You might have noticed that large brands have jumped on the NFT train recently. My current favorite:
You might think that all of it is just pure publicity and brand building. In some cases, that is probably true. But the smart companies don't let people claim their tokens on random websites and by simply connecting their wallets. They will turn this claim into a journey that leads users past other offerings and stimulates desired behavior.
The above techniques can be applied to any product with an online customer base. Design a journey, decide what rewards will be emitted, and pull the trigger. There isn't any reliable data on the effectiveness outside of the crypto space but as long as we are still in the early days, you can book these expenses under branding and publicity.

#### [Exercise instructions]
1 > Print the passage on brands and NFTs word for word, starting with "The above techniques" and going on through "branding and publicity.".
2 > Please carry on the passage on brands and NFTs, picking up right after its final sentence.
The rows have no connection to the passage on brands and NFTs.

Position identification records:

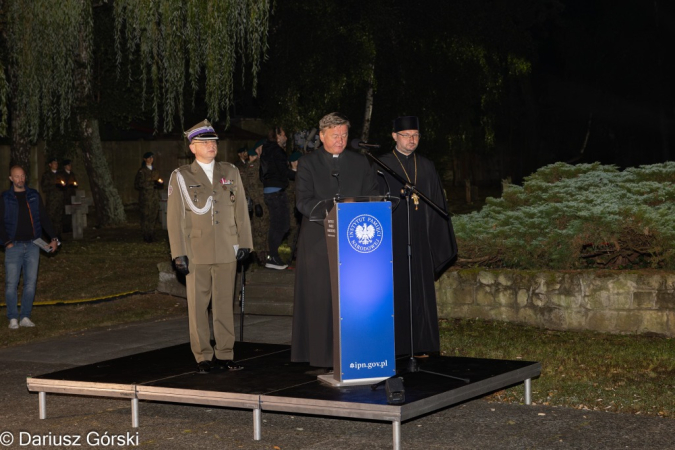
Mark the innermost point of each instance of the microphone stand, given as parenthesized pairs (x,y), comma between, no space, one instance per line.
(407,191)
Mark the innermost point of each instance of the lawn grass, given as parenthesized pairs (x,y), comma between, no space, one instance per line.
(583,370)
(61,320)
(107,262)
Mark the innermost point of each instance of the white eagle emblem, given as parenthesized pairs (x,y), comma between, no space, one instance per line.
(365,234)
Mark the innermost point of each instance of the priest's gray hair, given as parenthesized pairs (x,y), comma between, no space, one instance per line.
(333,119)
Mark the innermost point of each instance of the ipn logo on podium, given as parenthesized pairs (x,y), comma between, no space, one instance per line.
(364,233)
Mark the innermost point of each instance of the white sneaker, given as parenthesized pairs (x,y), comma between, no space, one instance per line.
(26,322)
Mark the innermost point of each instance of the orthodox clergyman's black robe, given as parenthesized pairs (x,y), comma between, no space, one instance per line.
(433,249)
(312,309)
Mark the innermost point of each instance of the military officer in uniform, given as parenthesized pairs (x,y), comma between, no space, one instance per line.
(148,184)
(53,185)
(209,230)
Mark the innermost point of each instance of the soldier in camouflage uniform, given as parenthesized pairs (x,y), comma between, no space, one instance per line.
(68,192)
(260,218)
(296,217)
(148,184)
(53,185)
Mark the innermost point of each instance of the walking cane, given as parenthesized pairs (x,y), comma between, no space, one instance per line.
(241,302)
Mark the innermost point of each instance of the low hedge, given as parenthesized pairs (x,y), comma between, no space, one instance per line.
(576,216)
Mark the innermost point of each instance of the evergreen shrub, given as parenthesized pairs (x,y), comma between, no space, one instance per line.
(576,216)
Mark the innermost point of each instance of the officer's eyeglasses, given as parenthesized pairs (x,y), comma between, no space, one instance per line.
(409,136)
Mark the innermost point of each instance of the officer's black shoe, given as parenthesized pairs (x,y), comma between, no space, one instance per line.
(204,367)
(226,364)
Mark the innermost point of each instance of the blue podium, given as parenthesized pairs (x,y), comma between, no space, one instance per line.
(358,235)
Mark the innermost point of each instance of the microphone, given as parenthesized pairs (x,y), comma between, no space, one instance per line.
(380,173)
(358,143)
(336,174)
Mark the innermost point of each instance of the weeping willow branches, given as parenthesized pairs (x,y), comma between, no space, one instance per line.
(46,40)
(178,41)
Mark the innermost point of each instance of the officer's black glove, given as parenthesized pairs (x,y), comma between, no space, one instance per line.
(181,264)
(242,253)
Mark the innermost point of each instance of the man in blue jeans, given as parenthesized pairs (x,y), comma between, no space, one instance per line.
(23,218)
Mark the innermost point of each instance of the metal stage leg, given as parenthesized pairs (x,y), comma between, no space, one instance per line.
(42,404)
(528,391)
(134,413)
(257,424)
(396,425)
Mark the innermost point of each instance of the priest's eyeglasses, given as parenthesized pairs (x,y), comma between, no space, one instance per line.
(409,136)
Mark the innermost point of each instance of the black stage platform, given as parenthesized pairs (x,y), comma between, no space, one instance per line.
(271,382)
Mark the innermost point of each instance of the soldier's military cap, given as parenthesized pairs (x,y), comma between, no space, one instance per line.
(203,131)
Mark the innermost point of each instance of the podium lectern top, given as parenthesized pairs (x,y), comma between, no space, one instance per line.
(322,208)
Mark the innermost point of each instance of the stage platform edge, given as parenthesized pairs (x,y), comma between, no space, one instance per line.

#### [Exercise answers]
1 >
The above techniques can be applied to any product with an online customer base. Design a journey, decide what rewards will be emitted, and pull the trigger. There isn't any reliable data on the effectiveness outside of the crypto space but as long as we are still in the early days, you can book these expenses under branding and publicity.

2 >
Alignment of interests & what the future holds
This new style of marketing has a major impact on marketers, builders, and users alike: As a marketer and builder, the major difference between conventional marketing and crypto-style marketing is that money only gets spent when a desired action has been completed instead of blindly pouring thousands into Facebook et al. And as a user? Well, users can finally earn the fruits of their labor right from the start and can be more confident that the platform will remain on their toes to keep their users happy in the long-term.
I admit that meme coins and NFT art changing hands for millions aren’t helping to build confidence in new-ish technology. However, those who dig deeper will quickly discover ideas and projects that have a lasting impact on how an increasingly digital world is being stitched together. Decentralized finance, digital property rights of real objects, enhanced voting and high-speed governance, proof of membership, open world gaming, and everything metaverse – for all this and more, blockchain technology will become the invisible layer underneath that makes new things possible in the first place.
With that in mind, adding crypto tools to conventional products hopefully feels less like a fraud but rather as a viable extension. It certainly proved worthy for a number of projects that are now in prime position to build the future of all the above and it will continue to get refined as these new strategies are becoming the norm.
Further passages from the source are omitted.